*Text extract*
=-=-=-=-=

Updated: Nov 23
What Do You Do When You've Had Enough Of Your Teen’s Nasty Behaviour?
I've Had Enough Of My Teen’s Nasty Behaviour, What Do I Do?
This Is A Question That A Parent Of Teen Raised Today, A Question Often Raised By So Many Parents Of Teens.
"I have had enough!" This mum started talking. I could feel that tears were streaming down her cheeks
I have 3 children and a partner of 14 years. My 14 year old daughter is causing mayhem and misery at home, terrorising and terrifying us all. She makes me cry every day. Her siblings are totally scared of her.
This teen has terrorised us so much that my relationship with my partner is tearing apart. Just so you know, until now we’ve always had a fabulous relationship with my partner.
The mum carried on talking, her voice shuddering I could feel she was shaking, like one overcome by emotions.
Right now we are so strained and strangulated that we’ve begun to fight. We are all on an all time low, constantly tired and scared. Miss teen has also been violent towards us, kicking, booting, throwing things at us and breaking things. She now refuses to go to school. She sneaks out of the house in the little hours of the night and goes missing for hours and when we find her, she is in dangerous places drunk and drugged.
I listened as this mum carried on, now speaking so fast, her words almost running past each other.
Police have been involved but it’s so embarrassing. This makes us feel so guilty when police arrive in the night and, as they search wake the other kids up. Teen, she steals money from our room including raiding her siblings piggy banks. We walk on eggshells. When I am trying to help my other two with their homework or other activities, she shouts and hurls nasty abuses at me. Social services are now involved because of poor school attendance and extreme negative behaviour. But their involvement doesn’t seem to be helpful as she sees them as a piñata, where she goes to grab sweets and treats once every two weeks.
I continued to listen and nod and allowed her to pour her feelings and
I haven’t got family around who can help and support may be even give our other kids a break. I am seriously considering putting her in care to give the whole family a break.
But I feel so guilty and as a failure for even thinking that. But she is ruining her life, and ours, and we are all not ok; because of her. She puts herself at extreme risks and the fear in our home is so intense.
Our wellbeing is gone.
What Should I do?
There's a parent of teen truly seeking an answer about what she should do as she feels she's had enough of her teen's nasty behaviour.
You can listen to podcast to
for my response or just read on.
What Do You Do When You've Had Enough Of Your Teen’s Nasty Behaviour?
This above situation is one that is common with many parents of teens.
So what do you do or can you do when you’ve had enough of your teen’s nasty behaviour
Listening to that parents cry, I was able to glean and identify these four main points and address them.
The four points include:
The age of the kid..
The teenager's strengths.
A need for attention.
The ever present and remaining strength of the parent.
Let me explain quickly why these points are important.
1. The age of the kid helps in the recognition and acknowledgement that in teenage years, the brain and body change in drastic ways and this has an effect on their behaviour. Understanding this can help parents be more compassionate.
2. The teenager’s strengths. I had to listen and look for at least one positive quality to kickstart the solution of connection. And this was, the teen is able to sit down with another person and listen. Thus there's an opportunity that given a chance she can sit listen to her mum.
3. Teen disrupts when mum is helping other kids. There's a possible craving for attention to directed towards her and it manifests as jealousy.
4. Mum's ever present strength which can be found in vulnerability.
Here are the practical solutions I recommended to this mum to implement straight away in light of her question; What to do when you’ve had enough of your teen’s nasty behaviour.

=-=-=-=-=

*Input rows*
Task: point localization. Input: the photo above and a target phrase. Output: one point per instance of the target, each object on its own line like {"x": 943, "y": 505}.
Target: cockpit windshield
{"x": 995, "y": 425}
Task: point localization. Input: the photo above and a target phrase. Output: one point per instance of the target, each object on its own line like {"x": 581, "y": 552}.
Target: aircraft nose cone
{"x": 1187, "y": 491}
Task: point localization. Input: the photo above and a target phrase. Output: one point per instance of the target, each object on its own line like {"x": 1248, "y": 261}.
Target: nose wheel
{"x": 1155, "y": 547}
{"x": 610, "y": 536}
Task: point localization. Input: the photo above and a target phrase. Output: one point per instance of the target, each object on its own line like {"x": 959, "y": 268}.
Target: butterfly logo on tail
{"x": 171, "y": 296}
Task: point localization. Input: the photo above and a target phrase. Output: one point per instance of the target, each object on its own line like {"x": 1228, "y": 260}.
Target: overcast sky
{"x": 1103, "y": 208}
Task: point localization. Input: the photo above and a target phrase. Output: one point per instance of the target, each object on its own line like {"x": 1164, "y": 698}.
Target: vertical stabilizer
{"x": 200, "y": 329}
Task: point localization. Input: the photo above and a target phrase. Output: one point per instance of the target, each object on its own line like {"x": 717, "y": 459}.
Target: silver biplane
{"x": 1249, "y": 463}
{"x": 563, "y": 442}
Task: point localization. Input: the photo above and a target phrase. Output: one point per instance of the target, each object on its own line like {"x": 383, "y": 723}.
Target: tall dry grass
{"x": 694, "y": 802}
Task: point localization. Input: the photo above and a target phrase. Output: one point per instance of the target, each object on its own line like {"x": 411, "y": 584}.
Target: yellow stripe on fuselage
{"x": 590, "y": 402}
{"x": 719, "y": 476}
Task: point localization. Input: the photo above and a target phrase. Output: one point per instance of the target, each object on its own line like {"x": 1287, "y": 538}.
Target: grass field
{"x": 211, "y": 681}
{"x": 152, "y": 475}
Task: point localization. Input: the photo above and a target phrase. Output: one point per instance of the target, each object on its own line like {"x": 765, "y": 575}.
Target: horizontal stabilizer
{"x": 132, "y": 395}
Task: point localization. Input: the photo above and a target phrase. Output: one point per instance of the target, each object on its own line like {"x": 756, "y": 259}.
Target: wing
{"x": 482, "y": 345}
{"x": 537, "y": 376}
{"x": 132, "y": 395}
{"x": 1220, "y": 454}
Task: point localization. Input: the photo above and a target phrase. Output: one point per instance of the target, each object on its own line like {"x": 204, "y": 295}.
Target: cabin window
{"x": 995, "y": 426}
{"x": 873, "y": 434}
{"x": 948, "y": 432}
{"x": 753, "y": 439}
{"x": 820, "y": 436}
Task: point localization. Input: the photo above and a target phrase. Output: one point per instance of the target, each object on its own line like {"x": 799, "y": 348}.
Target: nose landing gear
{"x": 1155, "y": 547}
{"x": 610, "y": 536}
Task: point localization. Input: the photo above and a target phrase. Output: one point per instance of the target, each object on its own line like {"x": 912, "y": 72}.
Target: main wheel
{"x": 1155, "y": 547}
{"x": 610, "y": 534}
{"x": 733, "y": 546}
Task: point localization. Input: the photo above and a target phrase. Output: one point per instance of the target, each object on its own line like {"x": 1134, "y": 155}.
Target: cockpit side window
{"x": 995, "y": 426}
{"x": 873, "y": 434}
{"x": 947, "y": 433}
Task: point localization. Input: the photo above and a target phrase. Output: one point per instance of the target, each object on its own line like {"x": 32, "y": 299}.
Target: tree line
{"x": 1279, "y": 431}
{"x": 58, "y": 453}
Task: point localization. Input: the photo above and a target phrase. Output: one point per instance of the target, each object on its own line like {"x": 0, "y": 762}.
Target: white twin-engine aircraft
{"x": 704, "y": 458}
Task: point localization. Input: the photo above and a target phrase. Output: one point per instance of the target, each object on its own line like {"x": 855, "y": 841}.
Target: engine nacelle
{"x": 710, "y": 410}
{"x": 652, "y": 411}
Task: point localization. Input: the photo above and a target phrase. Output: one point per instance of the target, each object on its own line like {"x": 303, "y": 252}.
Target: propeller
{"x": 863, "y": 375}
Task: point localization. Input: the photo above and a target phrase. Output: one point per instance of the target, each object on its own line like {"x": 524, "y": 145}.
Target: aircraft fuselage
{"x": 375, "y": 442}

=-=-=-=-=

*Written request 1*
According to the post on a teen's nasty behavior, why does the age of the kid matter? Answer in one to three sentences.
*Written request 2*
Find every line of the records that contains the word "cockpit".

*Task output 1*
In the teenage years, the brain and body change in drastic ways, and this affects behavior. Understanding this can help parents be more compassionate.

*Task output 2*
Target: cockpit windshield
Target: cockpit side window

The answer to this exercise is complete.